- PROBLEM:
Using the records below, filter for lines that contain the string "written" and copy them out.

(Items listed in a dataset)

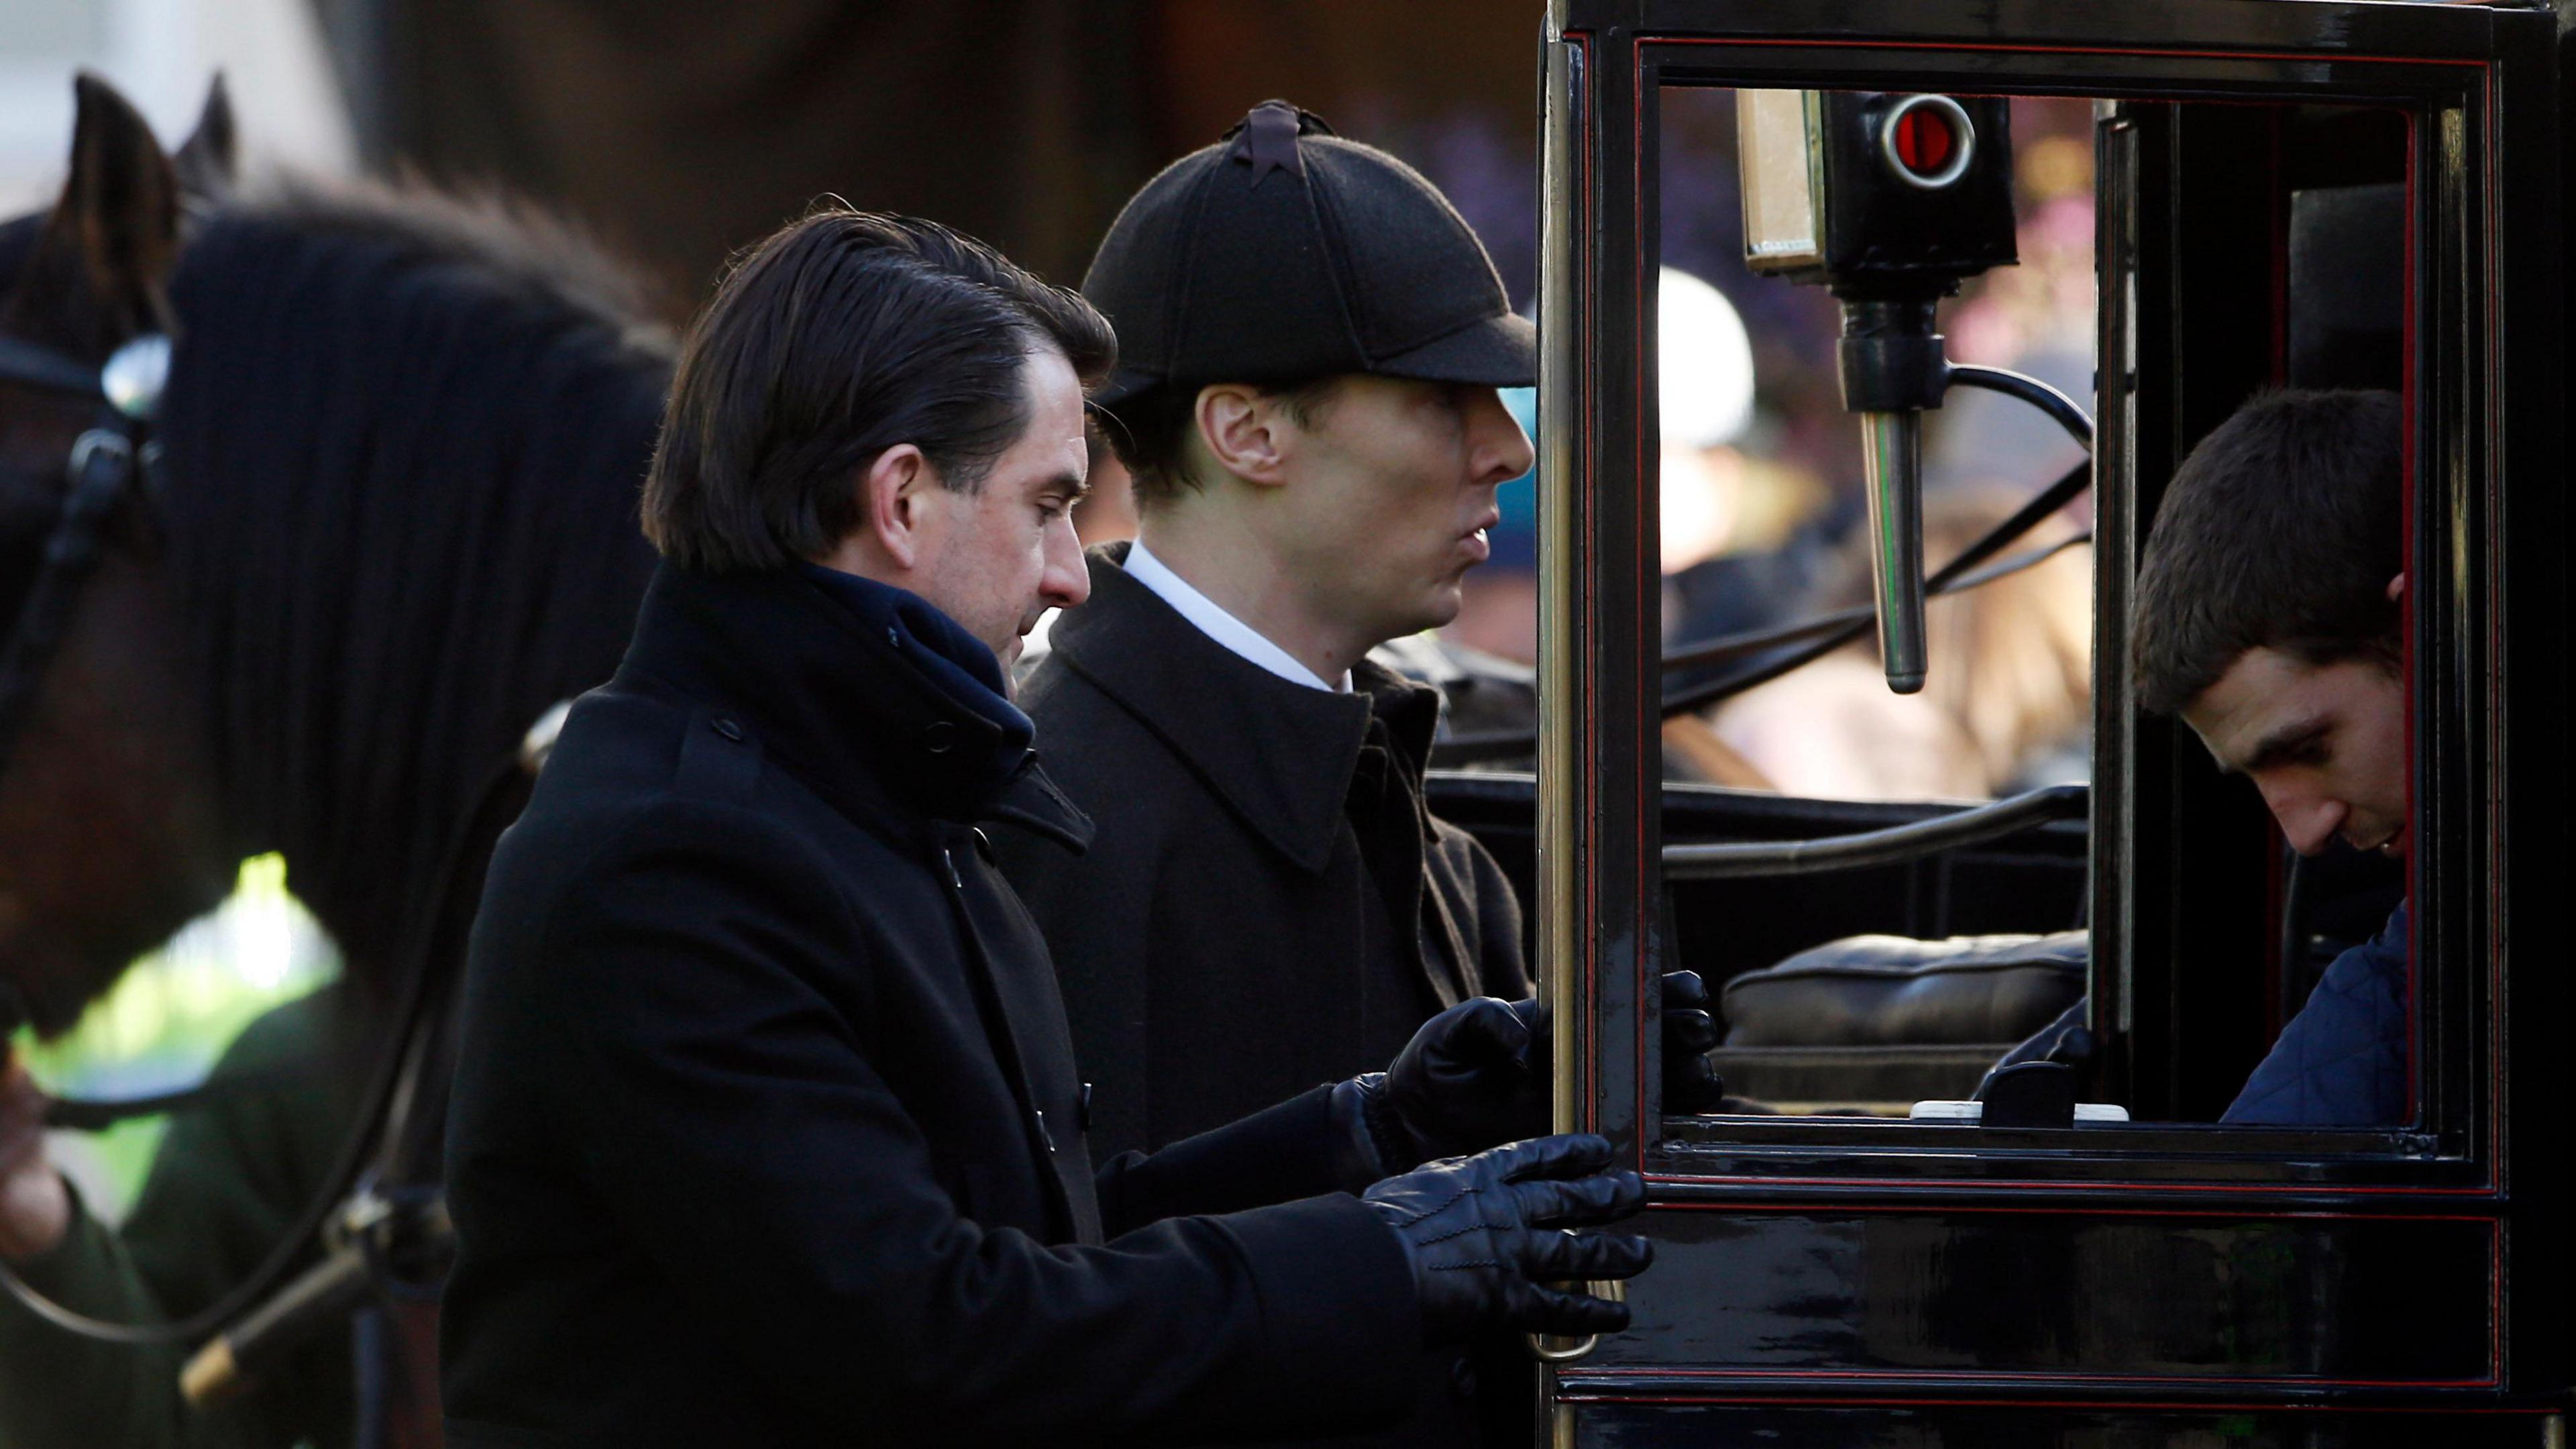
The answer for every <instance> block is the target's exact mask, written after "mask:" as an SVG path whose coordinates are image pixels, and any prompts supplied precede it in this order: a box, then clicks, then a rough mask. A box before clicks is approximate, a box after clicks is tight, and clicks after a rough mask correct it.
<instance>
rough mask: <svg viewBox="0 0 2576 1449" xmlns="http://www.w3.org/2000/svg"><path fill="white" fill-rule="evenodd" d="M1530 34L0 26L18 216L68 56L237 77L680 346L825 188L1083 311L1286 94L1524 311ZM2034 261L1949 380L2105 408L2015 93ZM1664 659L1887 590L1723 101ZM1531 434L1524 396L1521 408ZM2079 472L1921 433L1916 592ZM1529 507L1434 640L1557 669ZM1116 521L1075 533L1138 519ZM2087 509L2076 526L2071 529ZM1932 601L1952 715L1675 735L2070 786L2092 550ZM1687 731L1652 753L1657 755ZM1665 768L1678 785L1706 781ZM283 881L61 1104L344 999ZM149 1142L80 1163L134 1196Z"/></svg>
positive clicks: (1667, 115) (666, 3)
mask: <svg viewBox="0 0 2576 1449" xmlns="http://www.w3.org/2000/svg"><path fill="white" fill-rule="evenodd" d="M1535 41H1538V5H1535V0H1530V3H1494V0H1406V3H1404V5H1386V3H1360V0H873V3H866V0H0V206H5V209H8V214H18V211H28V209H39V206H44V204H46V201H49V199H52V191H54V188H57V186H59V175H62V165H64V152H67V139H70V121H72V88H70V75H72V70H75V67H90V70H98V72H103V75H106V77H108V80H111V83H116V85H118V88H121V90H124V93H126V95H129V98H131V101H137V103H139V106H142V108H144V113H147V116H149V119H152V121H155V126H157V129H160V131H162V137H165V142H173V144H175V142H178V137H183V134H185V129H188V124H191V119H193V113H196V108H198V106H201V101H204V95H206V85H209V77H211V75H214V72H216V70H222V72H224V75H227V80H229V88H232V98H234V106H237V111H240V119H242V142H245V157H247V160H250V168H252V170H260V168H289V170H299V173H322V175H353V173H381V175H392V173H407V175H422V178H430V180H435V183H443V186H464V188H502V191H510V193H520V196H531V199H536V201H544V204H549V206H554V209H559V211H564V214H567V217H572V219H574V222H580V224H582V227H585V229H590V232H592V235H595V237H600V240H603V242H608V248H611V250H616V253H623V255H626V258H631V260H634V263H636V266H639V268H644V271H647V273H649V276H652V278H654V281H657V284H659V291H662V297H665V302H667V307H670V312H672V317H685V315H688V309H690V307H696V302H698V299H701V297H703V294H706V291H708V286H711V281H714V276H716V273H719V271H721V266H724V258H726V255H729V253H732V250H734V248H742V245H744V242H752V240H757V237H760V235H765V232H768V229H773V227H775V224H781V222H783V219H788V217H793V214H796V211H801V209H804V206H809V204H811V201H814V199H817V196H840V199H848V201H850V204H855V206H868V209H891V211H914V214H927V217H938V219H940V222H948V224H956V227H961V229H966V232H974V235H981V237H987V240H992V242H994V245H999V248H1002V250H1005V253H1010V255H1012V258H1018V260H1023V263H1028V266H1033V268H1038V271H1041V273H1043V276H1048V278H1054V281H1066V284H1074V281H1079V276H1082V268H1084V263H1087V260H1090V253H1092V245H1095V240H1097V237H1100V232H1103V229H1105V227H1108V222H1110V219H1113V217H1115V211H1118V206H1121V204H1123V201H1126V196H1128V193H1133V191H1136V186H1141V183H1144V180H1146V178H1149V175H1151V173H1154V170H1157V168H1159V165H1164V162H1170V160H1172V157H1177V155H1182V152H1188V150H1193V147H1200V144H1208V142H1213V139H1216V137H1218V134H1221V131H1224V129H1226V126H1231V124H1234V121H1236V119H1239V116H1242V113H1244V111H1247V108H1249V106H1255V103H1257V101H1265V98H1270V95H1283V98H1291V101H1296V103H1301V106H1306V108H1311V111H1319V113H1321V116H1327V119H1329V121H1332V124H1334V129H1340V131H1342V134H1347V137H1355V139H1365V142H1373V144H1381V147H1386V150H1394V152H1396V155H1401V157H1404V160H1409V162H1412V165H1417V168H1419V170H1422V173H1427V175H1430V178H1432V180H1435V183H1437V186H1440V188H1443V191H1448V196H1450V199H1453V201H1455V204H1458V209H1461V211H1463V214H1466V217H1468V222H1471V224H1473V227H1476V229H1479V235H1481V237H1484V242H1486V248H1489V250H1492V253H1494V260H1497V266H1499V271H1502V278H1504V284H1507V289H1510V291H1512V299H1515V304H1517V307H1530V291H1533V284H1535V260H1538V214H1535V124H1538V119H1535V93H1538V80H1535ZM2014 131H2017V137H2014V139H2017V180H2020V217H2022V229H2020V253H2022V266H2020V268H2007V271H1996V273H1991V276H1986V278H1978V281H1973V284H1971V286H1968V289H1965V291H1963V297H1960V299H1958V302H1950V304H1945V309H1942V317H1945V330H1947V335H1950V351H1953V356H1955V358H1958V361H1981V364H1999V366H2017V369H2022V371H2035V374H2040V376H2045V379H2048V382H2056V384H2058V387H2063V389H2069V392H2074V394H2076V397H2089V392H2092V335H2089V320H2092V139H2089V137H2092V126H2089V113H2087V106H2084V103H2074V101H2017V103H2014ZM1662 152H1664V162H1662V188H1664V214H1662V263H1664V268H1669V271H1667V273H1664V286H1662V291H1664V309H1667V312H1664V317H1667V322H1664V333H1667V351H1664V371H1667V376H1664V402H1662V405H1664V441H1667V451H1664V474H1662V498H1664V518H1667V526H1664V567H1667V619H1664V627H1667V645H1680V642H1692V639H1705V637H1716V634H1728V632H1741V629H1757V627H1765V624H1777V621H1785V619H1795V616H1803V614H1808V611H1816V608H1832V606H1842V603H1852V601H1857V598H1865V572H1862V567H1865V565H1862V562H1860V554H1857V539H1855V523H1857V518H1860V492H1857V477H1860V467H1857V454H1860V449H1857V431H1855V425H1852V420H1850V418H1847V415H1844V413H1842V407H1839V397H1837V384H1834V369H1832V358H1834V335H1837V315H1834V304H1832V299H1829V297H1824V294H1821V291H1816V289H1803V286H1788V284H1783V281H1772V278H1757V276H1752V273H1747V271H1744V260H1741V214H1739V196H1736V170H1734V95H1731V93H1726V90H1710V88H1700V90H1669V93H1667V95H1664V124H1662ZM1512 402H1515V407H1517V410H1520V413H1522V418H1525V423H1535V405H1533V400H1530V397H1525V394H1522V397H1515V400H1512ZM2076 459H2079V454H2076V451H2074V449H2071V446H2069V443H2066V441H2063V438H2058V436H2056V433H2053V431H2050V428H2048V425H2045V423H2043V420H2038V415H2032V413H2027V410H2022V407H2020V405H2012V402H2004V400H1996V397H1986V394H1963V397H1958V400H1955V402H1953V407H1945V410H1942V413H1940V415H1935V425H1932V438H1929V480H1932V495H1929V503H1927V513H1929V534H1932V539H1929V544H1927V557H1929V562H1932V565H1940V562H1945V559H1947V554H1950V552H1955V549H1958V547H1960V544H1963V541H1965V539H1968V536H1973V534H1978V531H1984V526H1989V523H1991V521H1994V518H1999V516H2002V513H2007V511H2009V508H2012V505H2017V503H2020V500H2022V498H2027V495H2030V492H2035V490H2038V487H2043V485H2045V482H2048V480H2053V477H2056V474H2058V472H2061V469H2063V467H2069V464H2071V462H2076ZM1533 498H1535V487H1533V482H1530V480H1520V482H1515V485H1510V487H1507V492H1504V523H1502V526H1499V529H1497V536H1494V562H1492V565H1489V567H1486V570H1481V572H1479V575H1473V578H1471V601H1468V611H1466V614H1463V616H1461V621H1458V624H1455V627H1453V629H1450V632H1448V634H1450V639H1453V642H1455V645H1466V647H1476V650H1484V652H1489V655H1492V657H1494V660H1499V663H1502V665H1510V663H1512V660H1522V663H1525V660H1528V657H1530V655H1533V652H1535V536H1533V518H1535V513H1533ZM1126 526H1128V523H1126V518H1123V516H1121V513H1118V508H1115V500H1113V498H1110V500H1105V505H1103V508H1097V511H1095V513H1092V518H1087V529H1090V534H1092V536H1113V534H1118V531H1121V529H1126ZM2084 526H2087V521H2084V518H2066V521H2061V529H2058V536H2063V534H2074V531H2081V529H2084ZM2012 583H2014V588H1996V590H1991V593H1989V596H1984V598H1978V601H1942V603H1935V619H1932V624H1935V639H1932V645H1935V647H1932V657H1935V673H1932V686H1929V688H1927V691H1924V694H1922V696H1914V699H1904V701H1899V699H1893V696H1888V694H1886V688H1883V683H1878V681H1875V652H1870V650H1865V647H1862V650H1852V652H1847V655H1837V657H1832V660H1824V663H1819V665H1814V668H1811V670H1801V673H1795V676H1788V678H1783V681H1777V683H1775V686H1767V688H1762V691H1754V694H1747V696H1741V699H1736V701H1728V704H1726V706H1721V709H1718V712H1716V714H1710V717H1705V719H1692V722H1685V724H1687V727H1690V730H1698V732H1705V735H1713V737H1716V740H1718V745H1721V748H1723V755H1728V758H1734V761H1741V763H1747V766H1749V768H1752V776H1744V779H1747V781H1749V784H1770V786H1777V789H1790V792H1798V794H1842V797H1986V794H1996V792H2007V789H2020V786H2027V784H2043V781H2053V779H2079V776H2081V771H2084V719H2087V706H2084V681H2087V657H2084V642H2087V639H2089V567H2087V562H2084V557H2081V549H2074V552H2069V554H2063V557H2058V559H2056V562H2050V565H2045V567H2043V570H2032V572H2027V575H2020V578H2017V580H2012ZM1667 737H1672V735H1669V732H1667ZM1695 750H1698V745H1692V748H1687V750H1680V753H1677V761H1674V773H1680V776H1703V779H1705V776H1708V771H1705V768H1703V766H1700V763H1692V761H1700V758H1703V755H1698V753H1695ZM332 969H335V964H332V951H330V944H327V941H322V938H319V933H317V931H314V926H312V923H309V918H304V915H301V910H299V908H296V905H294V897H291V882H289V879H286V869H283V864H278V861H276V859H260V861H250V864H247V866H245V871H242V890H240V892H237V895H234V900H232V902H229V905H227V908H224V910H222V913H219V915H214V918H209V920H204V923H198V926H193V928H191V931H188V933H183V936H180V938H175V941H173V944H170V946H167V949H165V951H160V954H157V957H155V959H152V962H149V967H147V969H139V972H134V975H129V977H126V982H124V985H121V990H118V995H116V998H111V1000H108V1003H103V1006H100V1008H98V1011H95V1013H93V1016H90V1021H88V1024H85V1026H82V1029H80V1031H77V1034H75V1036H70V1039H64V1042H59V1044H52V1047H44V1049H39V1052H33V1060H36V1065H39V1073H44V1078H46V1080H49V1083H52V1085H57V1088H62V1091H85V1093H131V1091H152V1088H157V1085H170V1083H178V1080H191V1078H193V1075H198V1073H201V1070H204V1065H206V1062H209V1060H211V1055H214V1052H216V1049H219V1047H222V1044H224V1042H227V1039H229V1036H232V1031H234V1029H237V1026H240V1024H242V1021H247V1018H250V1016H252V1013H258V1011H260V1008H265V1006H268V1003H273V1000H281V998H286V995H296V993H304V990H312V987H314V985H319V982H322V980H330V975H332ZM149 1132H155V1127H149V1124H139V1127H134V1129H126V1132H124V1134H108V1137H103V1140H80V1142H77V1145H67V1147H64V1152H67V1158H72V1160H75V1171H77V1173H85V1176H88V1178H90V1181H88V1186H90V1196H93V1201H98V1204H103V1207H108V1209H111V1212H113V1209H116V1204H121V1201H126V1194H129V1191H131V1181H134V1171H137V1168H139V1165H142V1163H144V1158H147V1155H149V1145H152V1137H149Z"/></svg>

==

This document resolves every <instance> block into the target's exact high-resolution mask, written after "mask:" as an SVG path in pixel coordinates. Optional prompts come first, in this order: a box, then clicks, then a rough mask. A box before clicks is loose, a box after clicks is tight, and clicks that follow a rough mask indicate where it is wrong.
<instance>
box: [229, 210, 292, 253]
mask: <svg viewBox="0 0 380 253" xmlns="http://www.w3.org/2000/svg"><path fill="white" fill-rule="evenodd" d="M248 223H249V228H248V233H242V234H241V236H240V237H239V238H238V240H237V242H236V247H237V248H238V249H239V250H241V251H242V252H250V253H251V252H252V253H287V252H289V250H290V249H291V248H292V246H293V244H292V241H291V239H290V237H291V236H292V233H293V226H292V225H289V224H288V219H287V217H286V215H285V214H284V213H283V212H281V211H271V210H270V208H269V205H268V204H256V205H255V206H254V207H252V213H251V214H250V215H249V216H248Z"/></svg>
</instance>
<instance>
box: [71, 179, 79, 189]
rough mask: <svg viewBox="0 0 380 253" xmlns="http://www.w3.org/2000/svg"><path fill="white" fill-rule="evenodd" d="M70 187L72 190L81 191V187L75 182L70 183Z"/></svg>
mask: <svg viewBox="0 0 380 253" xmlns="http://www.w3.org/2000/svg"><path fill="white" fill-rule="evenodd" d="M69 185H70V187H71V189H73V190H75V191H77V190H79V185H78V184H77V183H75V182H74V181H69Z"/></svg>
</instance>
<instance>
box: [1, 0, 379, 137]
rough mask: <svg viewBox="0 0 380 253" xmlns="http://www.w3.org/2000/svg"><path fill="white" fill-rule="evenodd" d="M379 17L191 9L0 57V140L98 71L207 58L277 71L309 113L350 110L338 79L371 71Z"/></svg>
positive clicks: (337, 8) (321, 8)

* * *

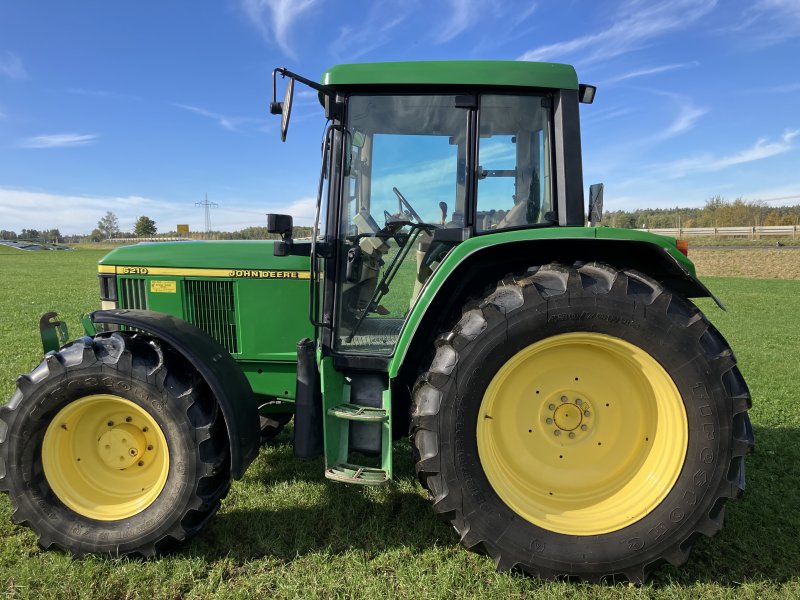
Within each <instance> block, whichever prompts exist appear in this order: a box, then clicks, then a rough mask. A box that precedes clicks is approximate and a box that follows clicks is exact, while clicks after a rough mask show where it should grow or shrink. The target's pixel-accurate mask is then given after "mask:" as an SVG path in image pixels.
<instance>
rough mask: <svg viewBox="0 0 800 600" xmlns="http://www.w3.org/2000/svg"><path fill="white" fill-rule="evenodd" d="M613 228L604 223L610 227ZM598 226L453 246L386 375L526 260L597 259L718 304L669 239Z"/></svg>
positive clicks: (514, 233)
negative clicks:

- SOLUTION FOR THIS PROBLEM:
The answer for every <instance> block is the target's exact mask, written after "mask:" as an SVG path whose coordinates are image pixels, and any prompts supplied precede it in this order: a box, then clicks, then a rough mask. A box before clicks is approximate, a box after clicks is tight, and clicks after a rough mask correct it.
This document resolves every <instance> block into the target's exact high-resolution mask, written after "mask:" as an SVG path in pixel coordinates. Optional prompts come first, in this order: a box, then clicks, then a rough mask. A box before clicks is loose, a box after clicks is tight, and clicks that follow a rough mask indicate where it is wrong.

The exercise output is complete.